___ Material to process ___

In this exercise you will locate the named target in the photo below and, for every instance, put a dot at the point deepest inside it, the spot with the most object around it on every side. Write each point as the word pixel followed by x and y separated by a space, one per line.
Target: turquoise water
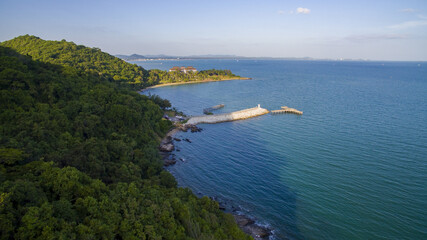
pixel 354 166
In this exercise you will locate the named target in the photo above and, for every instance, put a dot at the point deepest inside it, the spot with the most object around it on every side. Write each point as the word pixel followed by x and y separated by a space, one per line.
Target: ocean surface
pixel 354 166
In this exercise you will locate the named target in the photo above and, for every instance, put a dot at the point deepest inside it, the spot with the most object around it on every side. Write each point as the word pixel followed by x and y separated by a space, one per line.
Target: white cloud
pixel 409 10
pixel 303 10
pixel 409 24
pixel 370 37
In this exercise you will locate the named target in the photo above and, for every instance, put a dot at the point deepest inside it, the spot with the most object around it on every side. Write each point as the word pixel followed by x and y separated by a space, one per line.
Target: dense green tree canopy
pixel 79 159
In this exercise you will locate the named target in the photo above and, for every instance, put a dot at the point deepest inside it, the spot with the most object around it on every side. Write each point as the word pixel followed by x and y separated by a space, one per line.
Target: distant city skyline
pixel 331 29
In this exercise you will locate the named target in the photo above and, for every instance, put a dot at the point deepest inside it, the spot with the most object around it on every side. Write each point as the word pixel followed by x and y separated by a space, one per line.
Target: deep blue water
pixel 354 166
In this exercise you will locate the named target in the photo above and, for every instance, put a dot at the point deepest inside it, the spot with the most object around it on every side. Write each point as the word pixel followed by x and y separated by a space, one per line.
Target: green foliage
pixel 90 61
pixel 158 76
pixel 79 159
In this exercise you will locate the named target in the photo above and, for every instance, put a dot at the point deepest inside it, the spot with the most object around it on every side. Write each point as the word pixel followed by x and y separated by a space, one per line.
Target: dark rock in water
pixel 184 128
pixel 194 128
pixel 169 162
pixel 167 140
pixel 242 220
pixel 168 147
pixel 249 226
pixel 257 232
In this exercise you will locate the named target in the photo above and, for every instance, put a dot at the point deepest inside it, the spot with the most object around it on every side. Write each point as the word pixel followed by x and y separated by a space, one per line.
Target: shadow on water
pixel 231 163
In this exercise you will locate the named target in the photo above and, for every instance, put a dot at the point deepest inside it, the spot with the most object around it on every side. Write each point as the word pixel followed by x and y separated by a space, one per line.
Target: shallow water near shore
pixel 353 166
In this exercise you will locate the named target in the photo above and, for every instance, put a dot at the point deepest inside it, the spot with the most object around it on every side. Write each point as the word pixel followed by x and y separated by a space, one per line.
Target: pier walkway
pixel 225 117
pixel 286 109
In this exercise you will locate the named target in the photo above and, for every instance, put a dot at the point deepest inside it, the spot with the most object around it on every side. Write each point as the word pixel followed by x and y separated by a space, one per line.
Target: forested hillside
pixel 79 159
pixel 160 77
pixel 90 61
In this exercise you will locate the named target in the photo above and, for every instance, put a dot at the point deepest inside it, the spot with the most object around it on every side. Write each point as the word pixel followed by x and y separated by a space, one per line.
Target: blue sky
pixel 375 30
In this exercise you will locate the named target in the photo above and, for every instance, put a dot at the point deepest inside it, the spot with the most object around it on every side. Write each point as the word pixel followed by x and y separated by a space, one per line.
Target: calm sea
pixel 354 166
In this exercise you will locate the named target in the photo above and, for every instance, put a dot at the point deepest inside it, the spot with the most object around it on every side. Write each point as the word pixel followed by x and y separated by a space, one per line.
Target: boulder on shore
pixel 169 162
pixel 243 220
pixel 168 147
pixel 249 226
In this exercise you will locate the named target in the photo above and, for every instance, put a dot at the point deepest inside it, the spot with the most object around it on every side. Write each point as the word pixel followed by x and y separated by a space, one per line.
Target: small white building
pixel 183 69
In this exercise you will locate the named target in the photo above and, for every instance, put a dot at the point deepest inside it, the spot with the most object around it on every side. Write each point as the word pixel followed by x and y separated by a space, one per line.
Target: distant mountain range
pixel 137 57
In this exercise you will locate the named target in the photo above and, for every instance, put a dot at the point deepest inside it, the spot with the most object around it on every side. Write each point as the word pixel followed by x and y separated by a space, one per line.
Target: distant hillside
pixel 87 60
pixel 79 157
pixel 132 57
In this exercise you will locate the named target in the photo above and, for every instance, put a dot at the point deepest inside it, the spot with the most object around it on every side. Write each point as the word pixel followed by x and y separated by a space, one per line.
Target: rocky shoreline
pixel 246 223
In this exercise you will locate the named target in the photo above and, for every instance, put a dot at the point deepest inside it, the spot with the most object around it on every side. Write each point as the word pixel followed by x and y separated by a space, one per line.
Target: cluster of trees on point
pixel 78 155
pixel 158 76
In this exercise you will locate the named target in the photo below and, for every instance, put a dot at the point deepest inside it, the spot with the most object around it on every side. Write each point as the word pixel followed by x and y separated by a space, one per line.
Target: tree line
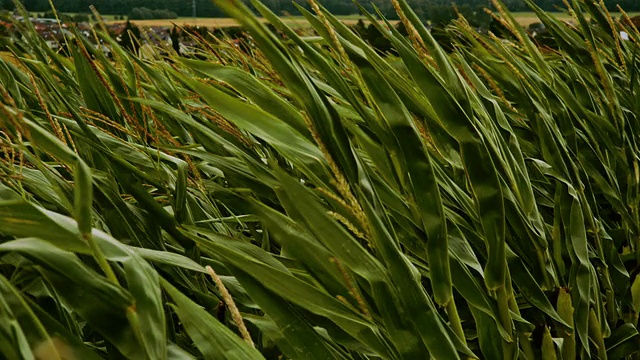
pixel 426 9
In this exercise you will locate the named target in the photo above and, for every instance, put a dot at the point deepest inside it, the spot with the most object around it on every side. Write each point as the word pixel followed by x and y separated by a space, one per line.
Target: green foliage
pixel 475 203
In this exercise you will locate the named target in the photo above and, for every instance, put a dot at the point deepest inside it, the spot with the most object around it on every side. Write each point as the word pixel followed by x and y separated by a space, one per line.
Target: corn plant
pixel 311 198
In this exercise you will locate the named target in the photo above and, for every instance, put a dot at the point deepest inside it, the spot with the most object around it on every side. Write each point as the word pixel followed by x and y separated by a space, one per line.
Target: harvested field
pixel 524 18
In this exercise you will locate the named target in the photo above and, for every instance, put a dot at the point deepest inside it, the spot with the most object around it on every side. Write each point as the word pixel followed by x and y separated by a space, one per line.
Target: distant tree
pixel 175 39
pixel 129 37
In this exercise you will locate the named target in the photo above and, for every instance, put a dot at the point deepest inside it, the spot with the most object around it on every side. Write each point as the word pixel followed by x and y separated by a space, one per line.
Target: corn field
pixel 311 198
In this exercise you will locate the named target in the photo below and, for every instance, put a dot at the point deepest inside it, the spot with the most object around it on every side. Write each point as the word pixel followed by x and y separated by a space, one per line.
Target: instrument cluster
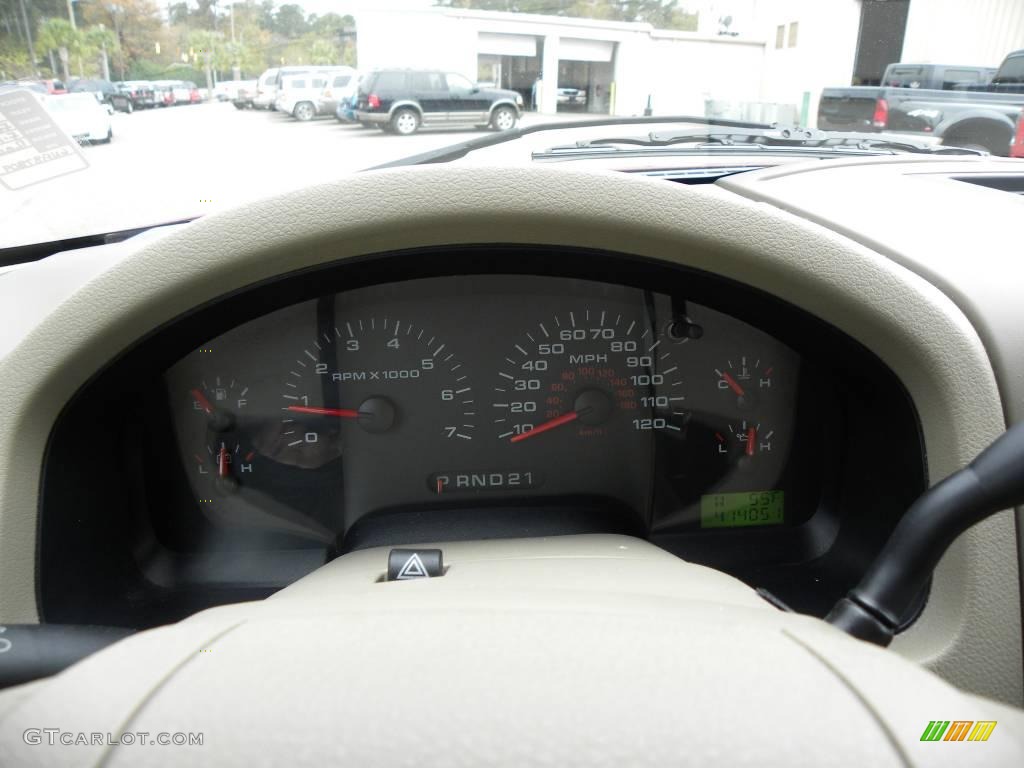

___

Exact copy, pictures excluded: restate every record above word for word.

In this exercise you will locate the named target in the photo below and, for every instance, put a dot at the point deepest inside it, the spot with the most object around it on every side. Write each point as the word pixel followed by x and y separated by a space, one per line.
Target: turquoise water
pixel 354 166
In this exercise you will locate the named target in the photo above and, for every instance, put a dot at the point deepest inside it, the spot with the most object around it on every side. Write each point as the word pixel followed by x and y separated by a space, one per line.
Target: ocean surface
pixel 354 166
In this exercise you will locate the named target in the photo above and, for every instance, put a dot at the point deepest inside it, the spot with the most object around it on every side. Write each point as the word pixel followed by x and y separated by a space, one per line.
Target: white cloud
pixel 409 10
pixel 303 10
pixel 409 24
pixel 370 37
In this exercise you will locate the named target in the photo above and, for every instance, put a dot at the point deepest inside it, the spot with the most object around it on every side. Write each point as the word pixel followed by x and y separated by a space, one per line.
Target: dense green tree canopy
pixel 79 159
In this exercise you will locate the named target in the photo above and, for every instance, put a dot at the point deepest inside it, the spot with the most object around it on every side. Write each point as the word pixel followed by x and y separated by a space, one per line.
Target: distant city skyline
pixel 331 29
In this exercise you will locate the named target in the photo above and, for every instance, put a dot at the point deepest inside it, the spot with the most object around it on every side. Write each point as the word pixel followed by x and y separated by a space, one per line.
Target: deep blue water
pixel 354 166
In this exercise you will locate the named target in the photo above and, for every instance, put a dot at the point deepest inside it, the spot with the most object around it on every side. Write each point as the word pixel followed by x and y separated by a space, one per line.
Target: green foliage
pixel 90 61
pixel 158 76
pixel 79 159
In this exercise you will locate the named target in the photo above and, for every instance, put a dot at the point deepest inside it, the spot with the most object around it on every side. Write each point as the word pixel followed by x and y separated by a space, one per line.
Target: dark rock in water
pixel 184 128
pixel 194 128
pixel 169 162
pixel 167 140
pixel 242 220
pixel 168 147
pixel 249 226
pixel 257 232
In this exercise you will locate the named target in the photo above and, for every instance, put a dot at the point deepest inside it, the spot with the most object around it on every side. Write each point as the word pixel followed by x and y separated by a space, one per line.
Target: shadow on water
pixel 231 163
In this exercise you will locate the named target in the photo above and, for every instance, put a dot at the point deepest inside it, the spot with the most object around it on every side. Write each point as the word pixel followed by x and y separated by a space, one per line.
Target: shallow water near shore
pixel 353 166
In this exercise you will locate the named target in the photo above and, for every instance, put a dot at the point deepest inside it, the spot with the most object around it on every side. Write each point as the word pixel followed by x and y separated by a space, one per line.
Target: pier walkway
pixel 225 117
pixel 286 109
In this exercise you will locate the named target in the photo above and, for every instance, put a dot at the point deepest inside it, the spot with the most object around it on every side. Write each point as the word pixel followed by x and y separated by a space, one per line.
Target: forested hillside
pixel 79 159
pixel 160 77
pixel 90 61
In this exercise you will locate the named target in the photo above and, for every instance, put a dot at the point deepest inside it, the spot with the most object around it on every side. Write each point as the word pixel followed by x and y separated by a space, one per line.
Target: blue sky
pixel 375 30
In this exercise you will locate the named target in the photo above and, for every instance, put a dot at the point deepest inside it, the spot with the most object around it on every side. Write each point as the word pixel followed by x and y separated by a space, one per line.
Target: calm sea
pixel 354 166
In this exercise you will locate the named target in the photo above and, for every instance, put a dot at the point deepest inside it, the spot with the most object around it on every side. Write each point as the word pixel followed by x and y separated by a space, one per line.
Target: boulder on shore
pixel 169 162
pixel 243 220
pixel 168 147
pixel 249 226
In this exercise you will locate the named target in the photo above and, for every instance, put a dot at the point deepest inside it, the spot with the most object around it on every side. Write each point as the word pixel followed by x and y separated by a space, one per line.
Target: small white building
pixel 183 69
In this exercise you will locate the named target in the photo above and, for every instance, put a dot at the point deepest inside it, the spot with the most object around it on every side. Write each point as the word pixel followed by x and y separated by a space, one per line.
Target: distant mountain range
pixel 137 57
In this exercise you will locate the named target in the photo above and, for every instance, put a dot at the point deepest inside it, the spot with the most object around it on every side. Write each point as the word pixel followed by x and y separated by a space, one per line.
Target: distant hillside
pixel 87 60
pixel 79 157
pixel 132 57
In this exercise you will locate the named target in the photo above and, for every instance, put a dot at the point deepest inside it, the spot with the most object around it on every side. Write each point as the word pixel followed by x and y separated by a space, one per line.
Target: rocky shoreline
pixel 246 223
In this exercise you will locate the named target in the photo above and, for every instance, put a dot at the point deepest inside it, the spot with the most object around it on every side. Write each point as the word pixel followed by x and y separated by a space, one per line.
Target: cluster of trees on point
pixel 78 155
pixel 158 76
In this exercise you will locate the named target in the photo below and, for every instance, put a dot at the point deepest inside it, the spot with the most object around it on every side. Write each point as the word pixel followed by x and y separated by a space, one per line.
Target: tree line
pixel 426 9
In this exercise you will locate the named target in the photo above and, for every instance, put a dot at the point deepest inside it, the spot with the most object around it on every side. Write each point as the word pixel followed by x and y separated by a space, one per line.
Target: green foliage
pixel 475 203
In this exercise you will locate the named target in the photo above and, for every instance, put a dot at the point deepest inside it, the spot with the most object around it on every side. Write each point as the word pixel followed by x and y separated by a space, one per line.
Target: corn plant
pixel 311 198
In this exercise you will locate the named target in the photo above and, for every instance, put a dot at the point deepest inside it, the spot with the most object around it on every side. Write each point as the word pixel followed by x and y separated by a space, one per line.
Target: harvested field
pixel 524 18
In this exercise you will locate the named target in the photo above and, for every instance, put a dot at the point deepest inside it, the spot with the most object around it on every side. Write each point as the word pixel followed by x and y separated by a space, one per line.
Target: distant tree
pixel 175 39
pixel 129 37
In this exercise you will locate the named target in the photo above and, for every instance, put a dot at the point deepest inside it, the spot with the most object around it on every side. Write each point as the word pixel followed by x and y separated by a space, one per line.
Target: corn field
pixel 311 198
In this exercise you will locate the named target in the photo below and, for every instance, put a dot at the point deepest inside it, the spot with the most object around it on every side. Write each point as the word pixel followed by x and y separated by a space, one per line.
Target: instrument cluster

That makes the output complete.